- [Brief 1]:
Write out the part of the shirt and book log starting at "Me standing in" and ending at "are pretty eloquent!".

Year 50 Day 355

Me wearing a black t-shirt with the word ‘coexist’ made up of objects and symbols from several science fiction and fantasy franchises.

Day 355: Though the fabric is still in fine shape, I’m afraid the print on this shirt is degrading to the point where soon it won’t be remotely legible. So, for posterity: The “coexist” is made up of the Death Star, the One Ring, a xenomorph, the X-Files ‘X’, the Tardis, Shazam’s bolt (not a lightning bolt scar, though it is often mistaken for that), and a Star Trek Type TOS II phaser.

Year 50 Day 94

Me standing in front of a white wall, wearing a black t-shirt riffing on the classic Joy Division Unknown Pleasures album artwork, only with text that says Tosche Station / Power Converters.

Day 94: A classic album by the best band under the twin suns of Tatooine! Amusingly, though I have three different spoofs of the Joy Division Unknown Pleasures album artwork shirt (this one which I’m pretty sure I got from Diesel Sweeties but the store appears to be down right now, Nimoy Division / Vulcan Pleasures, and Depeche Mode / Boys Don’t Cry), I’ve yet to add the original to my shirt drawer.

📚 five of 2020: Return of the Jedi, by James Kahn ⭐️⭐️⭐️

A much better adaptation than Empire was. Most interesting moment: Wicket’s long speech convincing the Ewok leaders to assist the Rebels in their attack on the bunker. Those teddy bears are pretty eloquent!

📚 four of 2020: The Empire Strikes Back, by Donald F. Glut ⭐️⭐️

A clumsy and unimaginative adaptation. Most interesting for the handwritten notes contributed by a former owner of this copy, correcting all the Han/Leia romance to be screen-accurate.

[Object location annotation data]
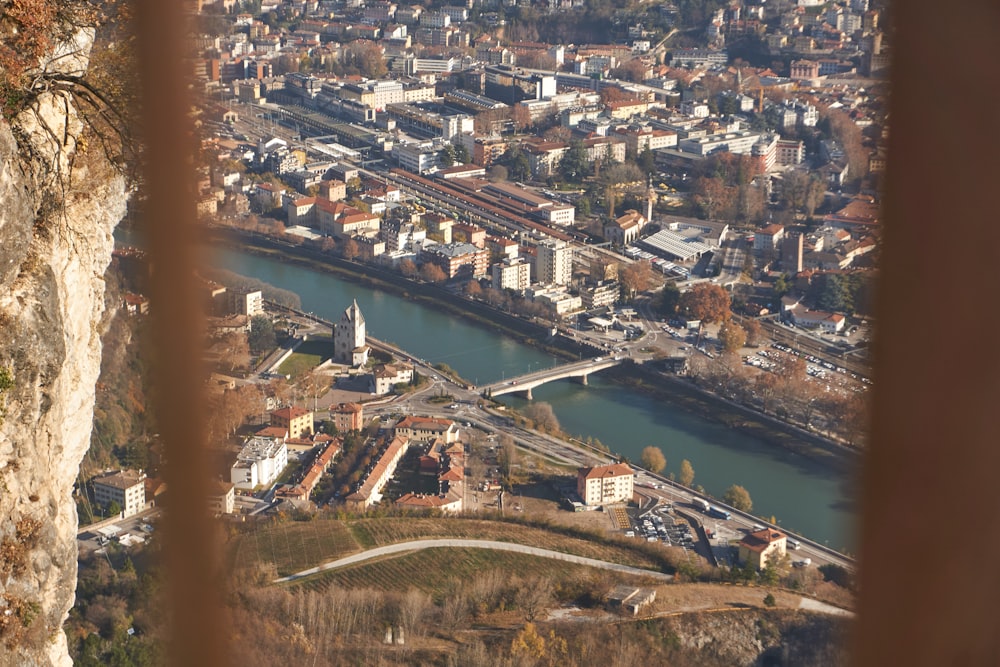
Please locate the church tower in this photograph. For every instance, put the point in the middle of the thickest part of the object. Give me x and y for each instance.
(349, 338)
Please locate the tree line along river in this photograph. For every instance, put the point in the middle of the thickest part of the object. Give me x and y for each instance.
(805, 495)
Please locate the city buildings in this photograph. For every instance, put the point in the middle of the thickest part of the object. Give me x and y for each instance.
(259, 462)
(605, 485)
(349, 347)
(554, 263)
(126, 488)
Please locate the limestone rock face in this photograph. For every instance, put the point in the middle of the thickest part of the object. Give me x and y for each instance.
(59, 203)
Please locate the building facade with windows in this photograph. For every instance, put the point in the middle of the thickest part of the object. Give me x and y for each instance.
(127, 488)
(603, 485)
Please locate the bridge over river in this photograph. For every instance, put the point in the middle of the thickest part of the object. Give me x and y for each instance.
(525, 383)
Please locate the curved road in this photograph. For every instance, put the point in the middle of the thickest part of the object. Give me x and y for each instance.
(405, 547)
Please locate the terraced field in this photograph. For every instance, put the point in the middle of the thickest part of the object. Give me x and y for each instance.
(294, 546)
(434, 570)
(390, 530)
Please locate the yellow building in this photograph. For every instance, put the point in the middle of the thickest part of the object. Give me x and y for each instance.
(298, 421)
(602, 485)
(762, 546)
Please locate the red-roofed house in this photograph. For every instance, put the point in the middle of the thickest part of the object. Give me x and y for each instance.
(347, 416)
(602, 485)
(427, 428)
(449, 502)
(769, 237)
(371, 489)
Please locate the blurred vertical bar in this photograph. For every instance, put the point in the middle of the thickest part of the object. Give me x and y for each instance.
(930, 530)
(194, 618)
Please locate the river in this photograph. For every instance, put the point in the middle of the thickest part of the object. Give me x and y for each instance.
(804, 495)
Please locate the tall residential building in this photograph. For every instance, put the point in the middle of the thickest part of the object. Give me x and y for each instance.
(349, 338)
(125, 487)
(555, 263)
(603, 485)
(246, 302)
(259, 463)
(297, 421)
(512, 273)
(347, 416)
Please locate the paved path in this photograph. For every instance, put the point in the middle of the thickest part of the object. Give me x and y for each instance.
(824, 608)
(405, 547)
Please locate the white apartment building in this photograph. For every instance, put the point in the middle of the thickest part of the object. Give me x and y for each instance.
(602, 485)
(554, 263)
(259, 462)
(125, 487)
(734, 142)
(249, 303)
(419, 158)
(512, 273)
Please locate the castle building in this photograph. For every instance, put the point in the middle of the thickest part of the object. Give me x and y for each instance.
(349, 338)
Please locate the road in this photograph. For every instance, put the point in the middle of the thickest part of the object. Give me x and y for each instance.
(406, 547)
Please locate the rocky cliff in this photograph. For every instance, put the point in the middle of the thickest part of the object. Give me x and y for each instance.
(59, 202)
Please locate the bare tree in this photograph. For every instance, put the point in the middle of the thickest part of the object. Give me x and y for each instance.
(532, 598)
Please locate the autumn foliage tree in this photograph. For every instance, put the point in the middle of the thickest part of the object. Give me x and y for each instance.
(686, 474)
(653, 459)
(706, 302)
(732, 336)
(634, 278)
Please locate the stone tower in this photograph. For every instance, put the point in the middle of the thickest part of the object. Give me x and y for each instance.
(349, 338)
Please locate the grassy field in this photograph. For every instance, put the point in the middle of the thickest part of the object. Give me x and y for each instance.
(390, 530)
(294, 545)
(298, 545)
(425, 570)
(309, 355)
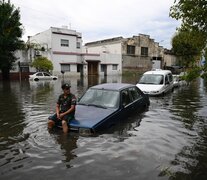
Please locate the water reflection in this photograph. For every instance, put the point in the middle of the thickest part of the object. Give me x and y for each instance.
(169, 141)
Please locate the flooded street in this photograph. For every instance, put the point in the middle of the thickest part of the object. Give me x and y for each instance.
(169, 141)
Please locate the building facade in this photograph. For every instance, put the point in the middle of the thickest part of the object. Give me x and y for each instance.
(112, 56)
(139, 53)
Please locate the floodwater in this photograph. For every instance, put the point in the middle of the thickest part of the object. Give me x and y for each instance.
(169, 141)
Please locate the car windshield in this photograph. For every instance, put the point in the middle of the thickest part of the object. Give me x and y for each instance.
(100, 98)
(151, 79)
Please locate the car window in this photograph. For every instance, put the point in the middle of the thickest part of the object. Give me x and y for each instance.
(151, 79)
(125, 97)
(46, 74)
(166, 79)
(39, 74)
(135, 94)
(170, 77)
(101, 97)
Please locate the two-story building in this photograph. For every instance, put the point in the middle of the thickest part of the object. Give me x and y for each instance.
(139, 53)
(112, 56)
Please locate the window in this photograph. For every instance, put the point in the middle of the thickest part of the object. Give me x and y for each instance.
(114, 67)
(64, 42)
(78, 45)
(125, 97)
(134, 93)
(130, 49)
(144, 51)
(65, 67)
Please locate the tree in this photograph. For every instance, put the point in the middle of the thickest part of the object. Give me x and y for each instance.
(188, 45)
(42, 64)
(10, 33)
(191, 39)
(192, 13)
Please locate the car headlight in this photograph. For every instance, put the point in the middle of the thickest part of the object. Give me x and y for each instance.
(85, 131)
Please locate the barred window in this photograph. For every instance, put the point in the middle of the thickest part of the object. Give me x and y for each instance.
(130, 49)
(65, 67)
(78, 45)
(64, 42)
(114, 67)
(144, 51)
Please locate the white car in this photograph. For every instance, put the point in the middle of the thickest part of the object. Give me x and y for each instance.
(42, 76)
(156, 82)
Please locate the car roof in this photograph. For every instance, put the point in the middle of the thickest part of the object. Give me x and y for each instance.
(112, 86)
(158, 71)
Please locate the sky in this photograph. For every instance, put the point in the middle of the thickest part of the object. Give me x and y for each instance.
(100, 19)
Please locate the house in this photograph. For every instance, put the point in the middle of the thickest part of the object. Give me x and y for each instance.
(139, 53)
(63, 47)
(111, 56)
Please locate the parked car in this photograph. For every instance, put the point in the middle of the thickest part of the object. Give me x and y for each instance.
(178, 80)
(42, 76)
(102, 106)
(156, 82)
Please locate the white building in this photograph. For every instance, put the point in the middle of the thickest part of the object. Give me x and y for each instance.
(63, 47)
(110, 55)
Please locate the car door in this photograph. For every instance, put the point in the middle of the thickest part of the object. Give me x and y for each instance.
(126, 103)
(168, 82)
(138, 101)
(46, 76)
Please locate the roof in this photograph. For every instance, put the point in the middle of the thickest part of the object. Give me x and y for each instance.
(112, 86)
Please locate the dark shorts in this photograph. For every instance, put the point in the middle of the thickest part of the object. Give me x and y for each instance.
(58, 122)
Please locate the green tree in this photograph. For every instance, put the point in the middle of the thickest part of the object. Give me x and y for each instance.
(10, 33)
(192, 13)
(42, 64)
(191, 39)
(188, 46)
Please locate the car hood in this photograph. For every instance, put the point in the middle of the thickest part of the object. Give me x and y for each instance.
(150, 87)
(89, 116)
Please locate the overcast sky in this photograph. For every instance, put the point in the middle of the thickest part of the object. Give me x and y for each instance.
(100, 19)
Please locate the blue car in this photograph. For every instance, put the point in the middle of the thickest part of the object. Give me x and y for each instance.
(102, 106)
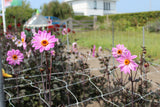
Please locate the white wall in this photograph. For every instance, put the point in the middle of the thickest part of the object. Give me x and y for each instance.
(87, 7)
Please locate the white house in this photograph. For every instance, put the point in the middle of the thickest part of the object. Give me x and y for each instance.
(93, 7)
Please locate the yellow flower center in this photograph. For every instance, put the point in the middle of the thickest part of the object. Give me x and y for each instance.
(22, 40)
(126, 62)
(44, 42)
(14, 57)
(119, 52)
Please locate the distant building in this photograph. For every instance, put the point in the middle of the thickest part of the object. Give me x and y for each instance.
(93, 7)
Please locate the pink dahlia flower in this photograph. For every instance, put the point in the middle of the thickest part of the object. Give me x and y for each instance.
(94, 49)
(119, 50)
(14, 57)
(64, 31)
(43, 41)
(8, 36)
(23, 39)
(74, 47)
(126, 62)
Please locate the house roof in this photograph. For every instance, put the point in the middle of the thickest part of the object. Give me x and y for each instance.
(75, 0)
(37, 21)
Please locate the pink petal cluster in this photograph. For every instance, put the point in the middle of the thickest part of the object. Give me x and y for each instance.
(124, 57)
(93, 51)
(126, 62)
(119, 50)
(64, 31)
(43, 41)
(23, 39)
(14, 57)
(8, 36)
(74, 47)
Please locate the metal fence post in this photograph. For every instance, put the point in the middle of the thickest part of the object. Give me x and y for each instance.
(2, 99)
(67, 37)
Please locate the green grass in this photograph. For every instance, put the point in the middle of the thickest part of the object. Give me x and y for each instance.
(131, 39)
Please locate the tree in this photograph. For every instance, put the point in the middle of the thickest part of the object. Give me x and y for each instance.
(60, 10)
(21, 13)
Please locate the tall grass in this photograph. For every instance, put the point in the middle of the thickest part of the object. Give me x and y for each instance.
(133, 40)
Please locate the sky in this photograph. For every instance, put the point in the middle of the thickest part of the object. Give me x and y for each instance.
(123, 6)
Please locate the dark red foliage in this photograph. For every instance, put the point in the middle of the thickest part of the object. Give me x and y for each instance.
(68, 30)
(9, 27)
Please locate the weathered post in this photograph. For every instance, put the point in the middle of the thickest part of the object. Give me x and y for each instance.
(94, 22)
(2, 101)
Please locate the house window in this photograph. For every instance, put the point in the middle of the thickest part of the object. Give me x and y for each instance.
(95, 4)
(107, 6)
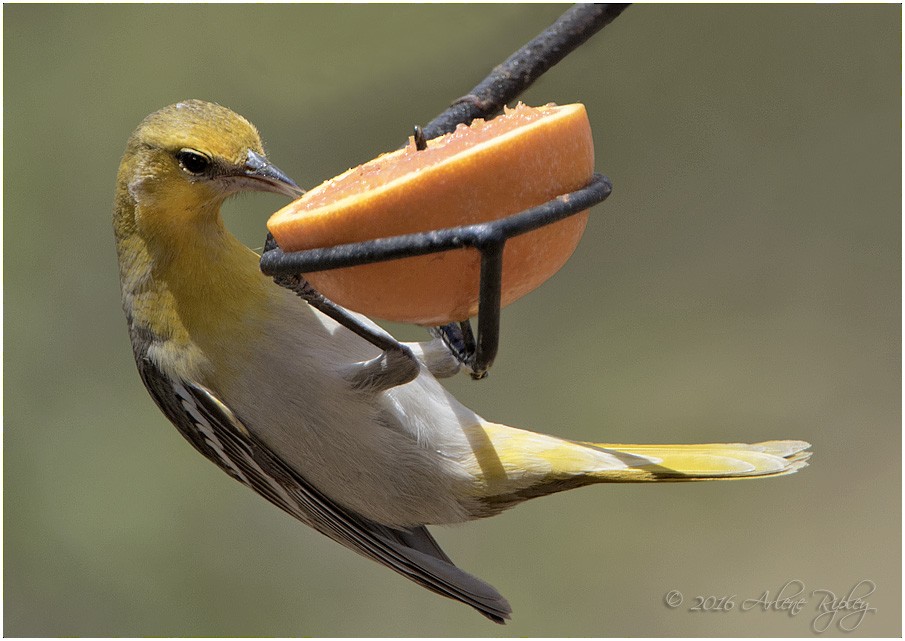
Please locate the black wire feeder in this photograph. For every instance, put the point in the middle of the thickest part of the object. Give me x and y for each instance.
(503, 85)
(488, 238)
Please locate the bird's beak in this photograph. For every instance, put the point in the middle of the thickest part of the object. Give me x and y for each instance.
(267, 177)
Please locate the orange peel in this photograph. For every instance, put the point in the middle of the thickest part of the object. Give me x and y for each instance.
(478, 173)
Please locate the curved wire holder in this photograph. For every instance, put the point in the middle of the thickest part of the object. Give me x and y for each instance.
(488, 238)
(503, 85)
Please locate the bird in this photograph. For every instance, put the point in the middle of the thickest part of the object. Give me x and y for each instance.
(363, 444)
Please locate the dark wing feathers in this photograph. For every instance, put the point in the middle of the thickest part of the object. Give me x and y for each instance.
(214, 431)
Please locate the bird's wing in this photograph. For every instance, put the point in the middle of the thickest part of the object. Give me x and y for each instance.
(218, 434)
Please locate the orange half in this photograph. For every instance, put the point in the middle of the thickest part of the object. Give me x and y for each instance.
(478, 173)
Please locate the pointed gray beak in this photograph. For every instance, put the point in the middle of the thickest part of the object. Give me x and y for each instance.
(268, 178)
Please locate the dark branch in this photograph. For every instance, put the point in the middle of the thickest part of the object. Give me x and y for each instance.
(508, 80)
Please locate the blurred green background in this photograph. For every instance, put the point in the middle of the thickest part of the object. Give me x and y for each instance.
(741, 284)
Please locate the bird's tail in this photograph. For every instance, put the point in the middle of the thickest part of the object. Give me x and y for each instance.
(516, 464)
(703, 462)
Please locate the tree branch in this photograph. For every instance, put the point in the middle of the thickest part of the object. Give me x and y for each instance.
(509, 79)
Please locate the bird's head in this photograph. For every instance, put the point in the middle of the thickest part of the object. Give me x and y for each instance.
(183, 161)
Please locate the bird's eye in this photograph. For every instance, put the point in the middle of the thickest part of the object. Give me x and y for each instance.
(193, 161)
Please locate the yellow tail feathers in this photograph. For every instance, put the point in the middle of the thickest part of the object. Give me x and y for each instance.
(703, 462)
(513, 465)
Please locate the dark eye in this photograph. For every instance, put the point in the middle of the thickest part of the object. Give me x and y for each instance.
(193, 161)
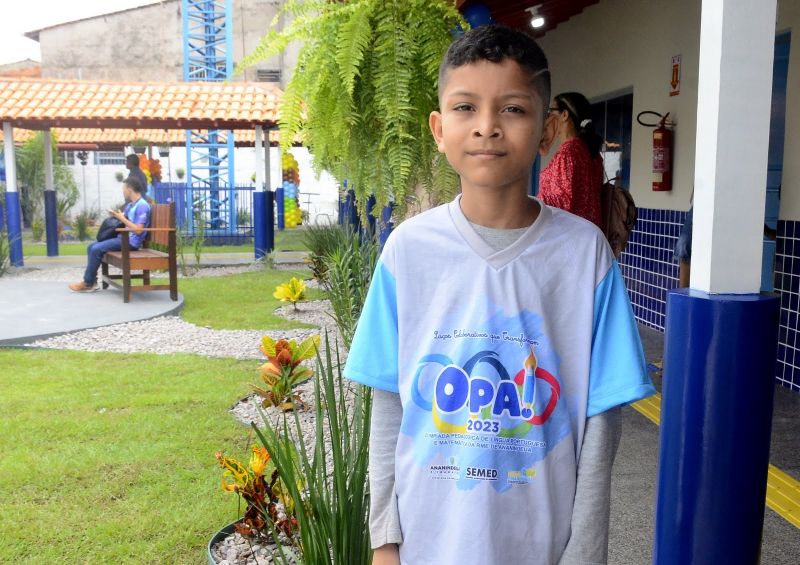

- [Brief 2]:
Filter the entries down to every line that contains the string "facade", copying each one.

- [Complete answer 1]:
Me standing in front of a white wall, wearing a black t-shirt riffing on the classic Joy Division Unknown Pleasures album artwork, only with text that says Tosche Station / Power Converters.

Day 94: A classic album by the best band under the twin suns of Tatooine! Amusingly, though I have three different spoofs of the Joy Division Unknown Pleasures album artwork shirt (this one which I’m pretty sure I got from Diesel Sweeties but the store appears to be down right now, Nimoy Division / Vulcan Pleasures, and Depeche Mode / Boys Don’t Cry), I’ve yet to add the original to my shirt drawer.

📚 five of 2020: Return of the Jedi, by James Kahn ⭐️⭐️⭐️

A much better adaptation than Empire was. Most interesting moment: Wicket’s long speech convincing the Ewok leaders to assist the Rebels in their attack on the bunker. Those teddy bears are pretty eloquent!

- [Complete answer 2]:
Please locate the building facade with windows in this photograph. For every instance, put the point in the middle of the thickest part of the object. Give me x and y for each instance.
Please locate the building facade in this photograph. For every instance, put the point in the middle of the thickest part of the object. Give me x and y for each instance.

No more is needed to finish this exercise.